▸ DATA:
::::

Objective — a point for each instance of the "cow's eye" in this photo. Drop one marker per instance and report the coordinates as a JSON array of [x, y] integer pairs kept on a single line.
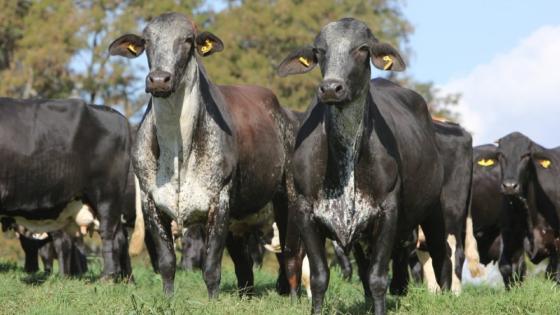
[[486, 162]]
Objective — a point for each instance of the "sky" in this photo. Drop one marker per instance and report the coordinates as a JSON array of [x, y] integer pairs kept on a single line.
[[502, 56]]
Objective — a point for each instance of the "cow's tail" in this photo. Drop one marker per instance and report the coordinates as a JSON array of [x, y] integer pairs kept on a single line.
[[137, 238], [471, 249]]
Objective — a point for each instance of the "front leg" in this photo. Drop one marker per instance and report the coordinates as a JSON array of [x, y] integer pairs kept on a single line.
[[383, 238], [315, 247], [159, 230], [217, 231]]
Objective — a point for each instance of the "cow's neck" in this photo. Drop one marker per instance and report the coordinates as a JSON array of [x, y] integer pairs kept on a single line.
[[177, 115], [345, 125]]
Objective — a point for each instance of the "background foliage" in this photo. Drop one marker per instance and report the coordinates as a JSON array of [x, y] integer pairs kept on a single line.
[[58, 48]]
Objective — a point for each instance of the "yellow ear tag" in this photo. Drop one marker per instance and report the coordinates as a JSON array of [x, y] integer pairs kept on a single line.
[[132, 49], [388, 62], [207, 47], [304, 61], [545, 163], [485, 162]]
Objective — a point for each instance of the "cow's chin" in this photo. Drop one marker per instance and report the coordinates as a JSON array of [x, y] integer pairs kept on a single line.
[[161, 94]]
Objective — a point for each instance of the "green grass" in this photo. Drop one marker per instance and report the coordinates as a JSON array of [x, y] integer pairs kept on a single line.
[[24, 294], [38, 294]]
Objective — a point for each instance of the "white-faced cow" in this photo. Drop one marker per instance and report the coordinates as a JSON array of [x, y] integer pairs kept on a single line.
[[205, 153], [366, 163], [64, 164]]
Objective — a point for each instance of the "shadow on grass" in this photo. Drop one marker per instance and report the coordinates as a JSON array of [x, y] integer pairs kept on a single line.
[[8, 266], [37, 278]]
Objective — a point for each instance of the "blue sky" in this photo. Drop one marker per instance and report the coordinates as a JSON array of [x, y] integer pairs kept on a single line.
[[503, 56], [453, 37]]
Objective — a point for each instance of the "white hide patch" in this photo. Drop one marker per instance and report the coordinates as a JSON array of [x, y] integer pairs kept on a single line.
[[72, 219], [345, 206], [186, 180], [306, 276]]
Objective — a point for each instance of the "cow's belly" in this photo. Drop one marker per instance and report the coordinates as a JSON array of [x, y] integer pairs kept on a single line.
[[345, 214], [75, 217]]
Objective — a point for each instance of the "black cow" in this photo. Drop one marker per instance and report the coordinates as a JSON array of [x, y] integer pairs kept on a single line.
[[486, 202], [455, 148], [366, 163], [57, 154], [527, 209], [206, 153]]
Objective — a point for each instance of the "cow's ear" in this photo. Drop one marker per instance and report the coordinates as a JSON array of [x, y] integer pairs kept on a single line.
[[300, 61], [129, 46], [540, 160], [208, 43], [385, 57]]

::::

▸ WHAT YOU SHOULD DO: Please copy the preceding records exactly and omit the images.

▸ SOLUTION:
Objective — a point for each instance of the "cow's eye" in this photo. Drop one marker per instance and report the coordinates as a JSON array of [x, y] integer pairs kept on a single line.
[[486, 162]]
Objective — a point for each instance of the "sky" in this photo. Drop one marker per instance and report the coordinates as a JSON array of [x, y] integer pairs kept on a single line.
[[502, 56]]
Objective — a point for each instance of the "cow's tail" in this photo. Drop one marker per instance and report the coordinates as a JSON array of [x, y] integer pairs kept on a single line.
[[137, 238], [471, 249]]
Objective — a point for each instance of the "front leg" in this photo. Drop one marker per instance and report the coordinates as a JSON array of [x, y] integer pairs kept on a single line.
[[383, 238], [315, 247], [159, 230], [217, 231]]
Objective — a point for each instance of the "cow's neck" in this photo. Drop one marker per instance and report the coordinates as a JSON array of [x, y] integer pairs kept on a single line.
[[177, 115], [345, 125]]
Objective — a point for each instance of the "background foliage" in this photo. Drop one marker per instance and report the coordinates as a JSON array of [x, y] integer pairs kept on a single line.
[[58, 48]]
Objective — a point for each instance of the "yellow ear tag" in this photo. Drop one marker per instance and report the coordinates as a JSON array of [x, y] integer pairs kept on a single line.
[[132, 49], [388, 62], [207, 47], [304, 61], [545, 163], [485, 162]]
Objective — a point for each instance of the "cow's chin" in this photo. Drop one marker per instance and report the coordinates as a JSON array of [x, y] integer pairs kept on a single line.
[[161, 94]]
Objective — a point for each instance of the "green grass" in this photo. Drop one marker per instance and report the coordinates as a JSON array of [x, y] integer pairs kept on a single line.
[[24, 294], [38, 294]]
Objective — a point for each instance of the "white-faced cow" in this photo. Drop one marker per instance and report the coordinates as a JSON array of [x, y] integer pairs kept on a single line.
[[205, 153], [366, 163], [64, 164]]
Objective — a point for each instance of the "shadow on grass" in this photo. Drop one marker per instance and report the coordinates as a JSON array of [x, y] integer pairs kept on a single line.
[[8, 266], [37, 278]]
Objective — a point for each instance of the "blue sky" in this photo. Drop one marker per instance and report the coordinates as a JSON array of [x, y] integer pairs kept on a single line.
[[503, 56], [453, 37]]
Objective — a point for each instance of the "white hide patch" in this photo. Drop one marker per instance and report the coordinates as a JSON array of [x, y] integer pairs kept on a single line.
[[72, 219], [345, 206], [186, 180], [306, 276]]
Objective — a point for each instance of the "cow's belly" in this photo. Drop one marker per instance and report the coordinates as a JSON array of [x, y] integer pairs kept on a single line.
[[345, 214], [75, 217]]
Objective — a point for each instance of the "black cow" in this photo. Drop one marker per instance and report the coordinates as a JSON array of [x, y] integer pairs kept on a single line.
[[486, 202], [455, 148], [366, 163], [57, 154], [527, 209], [206, 153]]
Objective — a point for each instance of the "cow's ear" in this photo. Drop one marker per instance and report the coordinates as a JSON array of [x, y] integer pairs kept on a single line.
[[300, 61], [129, 46], [540, 160], [208, 43], [385, 57]]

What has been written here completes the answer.